* **Task**: Render every line of the material below as a numbered list, leaving out any blank lines.

-*-*-

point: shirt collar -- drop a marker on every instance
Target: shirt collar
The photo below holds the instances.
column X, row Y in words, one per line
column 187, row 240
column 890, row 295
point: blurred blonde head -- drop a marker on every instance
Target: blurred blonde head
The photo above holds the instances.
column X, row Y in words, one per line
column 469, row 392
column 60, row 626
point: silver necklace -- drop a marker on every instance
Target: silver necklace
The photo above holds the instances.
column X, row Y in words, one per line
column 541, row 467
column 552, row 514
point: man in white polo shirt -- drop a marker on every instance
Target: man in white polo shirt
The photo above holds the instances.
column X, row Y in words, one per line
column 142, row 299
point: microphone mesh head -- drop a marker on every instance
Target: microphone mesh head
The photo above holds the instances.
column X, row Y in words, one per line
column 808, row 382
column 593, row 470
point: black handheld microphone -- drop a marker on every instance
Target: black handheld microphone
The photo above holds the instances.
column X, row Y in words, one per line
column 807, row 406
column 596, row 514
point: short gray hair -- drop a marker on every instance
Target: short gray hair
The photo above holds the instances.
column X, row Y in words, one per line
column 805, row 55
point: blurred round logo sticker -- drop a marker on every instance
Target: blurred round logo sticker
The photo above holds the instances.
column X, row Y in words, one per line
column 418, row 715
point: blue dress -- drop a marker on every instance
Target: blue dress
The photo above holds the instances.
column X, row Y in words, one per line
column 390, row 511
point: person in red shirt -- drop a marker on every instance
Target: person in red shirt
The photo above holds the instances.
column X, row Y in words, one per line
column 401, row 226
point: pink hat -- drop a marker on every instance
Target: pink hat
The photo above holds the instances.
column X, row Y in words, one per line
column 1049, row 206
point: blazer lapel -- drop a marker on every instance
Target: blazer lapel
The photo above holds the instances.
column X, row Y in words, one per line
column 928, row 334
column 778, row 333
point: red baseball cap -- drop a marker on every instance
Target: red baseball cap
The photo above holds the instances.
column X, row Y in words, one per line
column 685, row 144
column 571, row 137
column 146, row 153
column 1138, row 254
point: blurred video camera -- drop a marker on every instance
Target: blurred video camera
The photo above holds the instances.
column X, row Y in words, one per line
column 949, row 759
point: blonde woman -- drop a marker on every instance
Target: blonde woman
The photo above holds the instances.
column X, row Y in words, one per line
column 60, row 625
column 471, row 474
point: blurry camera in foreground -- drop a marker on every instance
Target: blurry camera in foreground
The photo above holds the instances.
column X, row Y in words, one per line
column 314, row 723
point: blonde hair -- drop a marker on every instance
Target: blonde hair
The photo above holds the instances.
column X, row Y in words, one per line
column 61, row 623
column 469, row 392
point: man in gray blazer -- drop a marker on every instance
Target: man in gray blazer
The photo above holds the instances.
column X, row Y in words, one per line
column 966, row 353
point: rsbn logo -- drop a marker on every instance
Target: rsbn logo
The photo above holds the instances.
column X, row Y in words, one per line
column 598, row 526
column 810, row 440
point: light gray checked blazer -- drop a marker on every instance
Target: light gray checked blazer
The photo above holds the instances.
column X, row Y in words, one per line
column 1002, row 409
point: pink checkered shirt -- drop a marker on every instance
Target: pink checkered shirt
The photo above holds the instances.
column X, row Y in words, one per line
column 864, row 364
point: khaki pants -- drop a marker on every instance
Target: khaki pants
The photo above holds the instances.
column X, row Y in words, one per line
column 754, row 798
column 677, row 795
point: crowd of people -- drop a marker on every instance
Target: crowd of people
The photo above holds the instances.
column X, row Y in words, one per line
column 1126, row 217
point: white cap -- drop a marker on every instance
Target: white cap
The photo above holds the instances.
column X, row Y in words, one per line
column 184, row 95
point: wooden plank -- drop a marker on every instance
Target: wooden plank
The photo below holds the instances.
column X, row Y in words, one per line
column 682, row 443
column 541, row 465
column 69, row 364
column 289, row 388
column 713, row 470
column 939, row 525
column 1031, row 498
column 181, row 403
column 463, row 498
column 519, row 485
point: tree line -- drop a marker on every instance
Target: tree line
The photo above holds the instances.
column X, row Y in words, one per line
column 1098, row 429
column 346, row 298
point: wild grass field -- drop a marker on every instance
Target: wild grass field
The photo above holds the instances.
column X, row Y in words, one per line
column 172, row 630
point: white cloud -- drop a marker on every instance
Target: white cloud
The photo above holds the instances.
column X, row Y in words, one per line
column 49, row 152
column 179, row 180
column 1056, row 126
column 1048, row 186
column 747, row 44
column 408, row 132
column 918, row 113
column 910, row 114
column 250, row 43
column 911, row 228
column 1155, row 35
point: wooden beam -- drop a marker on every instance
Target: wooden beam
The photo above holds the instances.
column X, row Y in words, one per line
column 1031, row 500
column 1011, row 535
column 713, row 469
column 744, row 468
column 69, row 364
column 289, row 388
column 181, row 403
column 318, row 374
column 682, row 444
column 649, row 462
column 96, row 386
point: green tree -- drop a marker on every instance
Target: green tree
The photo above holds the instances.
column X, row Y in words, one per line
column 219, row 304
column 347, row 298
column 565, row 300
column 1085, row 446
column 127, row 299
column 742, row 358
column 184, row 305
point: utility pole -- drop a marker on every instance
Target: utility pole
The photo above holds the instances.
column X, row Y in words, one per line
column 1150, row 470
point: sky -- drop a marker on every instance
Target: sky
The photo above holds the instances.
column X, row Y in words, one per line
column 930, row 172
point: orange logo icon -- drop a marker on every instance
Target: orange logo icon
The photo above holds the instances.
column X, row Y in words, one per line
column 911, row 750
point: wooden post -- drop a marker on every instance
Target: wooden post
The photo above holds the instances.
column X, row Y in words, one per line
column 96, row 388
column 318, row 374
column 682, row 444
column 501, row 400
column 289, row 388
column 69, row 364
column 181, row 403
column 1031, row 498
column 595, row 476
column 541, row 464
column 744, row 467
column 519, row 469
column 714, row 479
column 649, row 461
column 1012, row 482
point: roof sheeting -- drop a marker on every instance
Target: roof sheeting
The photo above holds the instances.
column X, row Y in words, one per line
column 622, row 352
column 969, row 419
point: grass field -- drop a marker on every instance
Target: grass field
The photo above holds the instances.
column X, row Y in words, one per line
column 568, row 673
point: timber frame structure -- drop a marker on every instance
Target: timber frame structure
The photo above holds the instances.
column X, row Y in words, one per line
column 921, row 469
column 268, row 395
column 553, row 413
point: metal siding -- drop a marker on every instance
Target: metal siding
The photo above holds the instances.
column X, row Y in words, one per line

-*-*-

* **The response**:
1. point: shirt collar -- drop a marker on every instance
2. Target: shirt collar
3. The photo below holds the instances.
4. column X, row Y in words, one per line
5. column 187, row 240
6. column 890, row 295
7. point: blurred blonde head -- drop a marker on every instance
8. Target: blurred blonde head
9. The photo above holds the instances.
10. column X, row Y in words, one per line
11. column 469, row 392
12. column 60, row 626
13. point: silver necklace -- drop a marker on every instance
14. Target: silver necklace
15. The photo above holds the instances.
16. column X, row Y in words, one per line
17. column 541, row 467
18. column 552, row 514
19. point: man in white polo shirt -- drop a marker on every instance
20. Target: man in white polo shirt
21. The photo above holds the instances.
22. column X, row Y in words, one per line
23. column 142, row 299
24. point: microphone mesh head -- drop a marker on every instance
25. Target: microphone mesh head
26. The photo above holds the instances.
27. column X, row Y in words, one per line
28. column 808, row 382
29. column 593, row 470
30. point: black handheld microphone -- drop a marker on every instance
31. Target: black handheld microphone
32. The photo above holds the instances.
33. column X, row Y in words, one per line
34. column 807, row 406
35. column 596, row 514
36. point: short gray hair -- drop a marker on every instance
37. Target: short gray hair
38. The photo above holds the instances.
39. column X, row Y in words, one per line
40. column 805, row 55
41. point: blurred round logo sticker -- drop a marker on every instance
42. Target: blurred round logo sticker
43. The photo above holds the instances.
44. column X, row Y in words, one per line
45. column 418, row 715
46. point: blue dress -- drop a marker on every instance
47. Target: blue dress
48. The photo above holds the instances.
49. column X, row Y in words, one per line
50. column 390, row 511
51. point: person in red shirt -- drop a marker on every instance
52. Target: person in red shirt
53. The photo above holds the instances.
54. column X, row Y in words, one per line
55. column 401, row 226
56. point: pink hat -- drop a marker on every instance
57. Target: pink hat
58. The photo above holds the instances.
59. column X, row Y in words, one per line
60. column 1049, row 206
61. point: blazer lapel -- drop a marker on every instance
62. Target: blazer lapel
63. The photo above holds the instances.
64. column X, row Y in words, one per line
65. column 928, row 334
66. column 778, row 333
67. point: red baseball cap -- drop a marker on every instance
68. Target: red baseball cap
69. The photo above holds the instances.
70. column X, row Y in words, one per line
71. column 685, row 144
72. column 571, row 137
73. column 146, row 153
74. column 1138, row 254
75. point: blurred video camera -- drop a marker on every instance
76. Target: blurred video camera
77. The photo above holds the instances.
78. column X, row Y in words, one per line
79. column 949, row 759
80. point: blonde woman -- drop a marker on every instance
81. Target: blonde woman
82. The photo above holds the instances.
83. column X, row Y in words, one per line
84. column 60, row 625
85. column 471, row 474
86. point: blurry camera in foreground -- drop a marker on every instance
87. Target: blurry camera in foreground
88. The photo above holds the instances.
89. column X, row Y in words, one per line
90. column 314, row 723
91. point: blonde hair -- drop a marker on every instance
92. Target: blonde hair
93. The photo above holds the instances.
94. column X, row Y in words, one per line
95. column 61, row 623
96. column 469, row 392
97. point: man in gray blazer -- drop a marker on every instance
98. Target: man in gray blazer
99. The photo above holds the instances.
100. column X, row Y in words, one per line
101. column 966, row 353
102. point: rsbn logo -- drop a marker on every instance
103. Target: rsbn logo
104. The photo above holds the instances.
105. column X, row Y in words, one per line
106. column 598, row 526
107. column 810, row 440
108. point: light gray checked blazer -- drop a marker on every instance
109. Target: light gray checked blazer
110. The photo above holds the instances.
111. column X, row Y in words, one per line
112. column 1002, row 409
113. point: pink checkered shirt -- drop a marker on every instance
114. Target: pink checkered shirt
115. The photo above holds the instances.
116. column X, row Y in words, one per line
117. column 864, row 364
118. point: khaki pants -- drop a marker on every instance
119. Target: khaki pants
120. The photo above holds the instances.
121. column X, row Y in words, one per line
122. column 754, row 798
123. column 677, row 795
124. point: crowd of people -- drop a marker on every instance
125. Target: crowd of people
126. The photo above holds the instances.
127. column X, row Y in words, one per line
128. column 1126, row 217
129. point: white cap -- drop a marker on every instance
130. Target: white cap
131. The photo above holds the instances.
132. column X, row Y in words, one per line
133. column 184, row 95
134. point: wooden plank -- drop a marker on every instance
135. Target: wooden plank
136. The photo below holds the instances.
137. column X, row Y in words, one per line
138. column 682, row 443
139. column 541, row 465
140. column 69, row 364
141. column 289, row 388
142. column 713, row 470
143. column 939, row 525
144. column 1031, row 498
145. column 181, row 403
146. column 463, row 498
147. column 519, row 485
148. point: tree line -- drop a marker on every instance
149. Target: tree line
150. The photo above holds the instances.
151. column X, row Y in words, one per line
152. column 1098, row 429
153. column 346, row 298
154. point: wild grass field -- drop a marker on every instance
155. Target: wild grass field
156. The photo above holds the instances.
157. column X, row Y in words, one per line
158. column 172, row 630
159. point: white cloud -- drop a marker on every instance
160. Target: white cloud
161. The photo above holds the instances.
162. column X, row Y in words, one per line
163. column 49, row 152
164. column 179, row 180
165. column 1056, row 126
166. column 1048, row 186
167. column 747, row 44
168. column 408, row 132
169. column 918, row 113
170. column 910, row 114
171. column 250, row 43
172. column 911, row 228
173. column 1155, row 35
174. point: wooden beam -- drop a marker on every instance
175. Target: wooden beam
176. The photo above holds the instances.
177. column X, row Y in words, one per line
178. column 1031, row 500
179. column 1011, row 535
180. column 713, row 469
181. column 744, row 468
182. column 69, row 364
183. column 289, row 388
184. column 181, row 403
185. column 318, row 374
186. column 682, row 444
187. column 649, row 462
188. column 96, row 386
189. point: green tree -- drop a marker on every instance
190. Target: green tree
191. The photo above holds the instances.
192. column X, row Y in words, one per line
193. column 219, row 304
194. column 347, row 298
195. column 565, row 300
196. column 1085, row 446
197. column 127, row 299
198. column 742, row 358
199. column 184, row 305
200. point: utility pole -- drop a marker on every instance
201. Target: utility pole
202. The photo above holds the instances.
203. column X, row Y in words, one per line
204. column 1150, row 470
205. point: sky -- drop a marker on every instance
206. Target: sky
207. The photo above holds the instances.
208. column X, row Y in words, one per line
209. column 930, row 172
210. point: orange logo icon -- drop a marker on every instance
211. Target: orange logo icon
212. The photo above holds the instances.
213. column X, row Y in words, one per line
214. column 911, row 750
215. point: wooden post -- drop a marker on every instance
216. Target: wooden post
217. The photo above holds the instances.
218. column X, row Y in words, one per line
219. column 96, row 388
220. column 318, row 374
221. column 682, row 444
222. column 501, row 400
223. column 289, row 388
224. column 69, row 364
225. column 181, row 403
226. column 1031, row 498
227. column 595, row 476
228. column 541, row 464
229. column 744, row 467
230. column 519, row 469
231. column 714, row 479
232. column 649, row 461
233. column 1012, row 482
234. point: roof sheeting -- drop a marker on every instance
235. Target: roof sheeting
236. The photo above holds the instances.
237. column X, row Y in words, one per line
238. column 622, row 352
239. column 969, row 419
240. point: grass field -- drop a marker on every instance
241. Target: grass field
242. The photo above holds the instances.
243. column X, row Y in words, one per line
244. column 568, row 673
245. point: timber frame structure -- drop a marker on every instance
246. Target: timber frame structure
247. The photo above holds the instances.
248. column X, row Y in words, one per line
249. column 921, row 469
250. column 268, row 395
251. column 553, row 413
252. point: metal siding -- drop a marker on every instance
253. Target: metal siding
254. The photo above holds the instances.
255. column X, row Y in words, one per line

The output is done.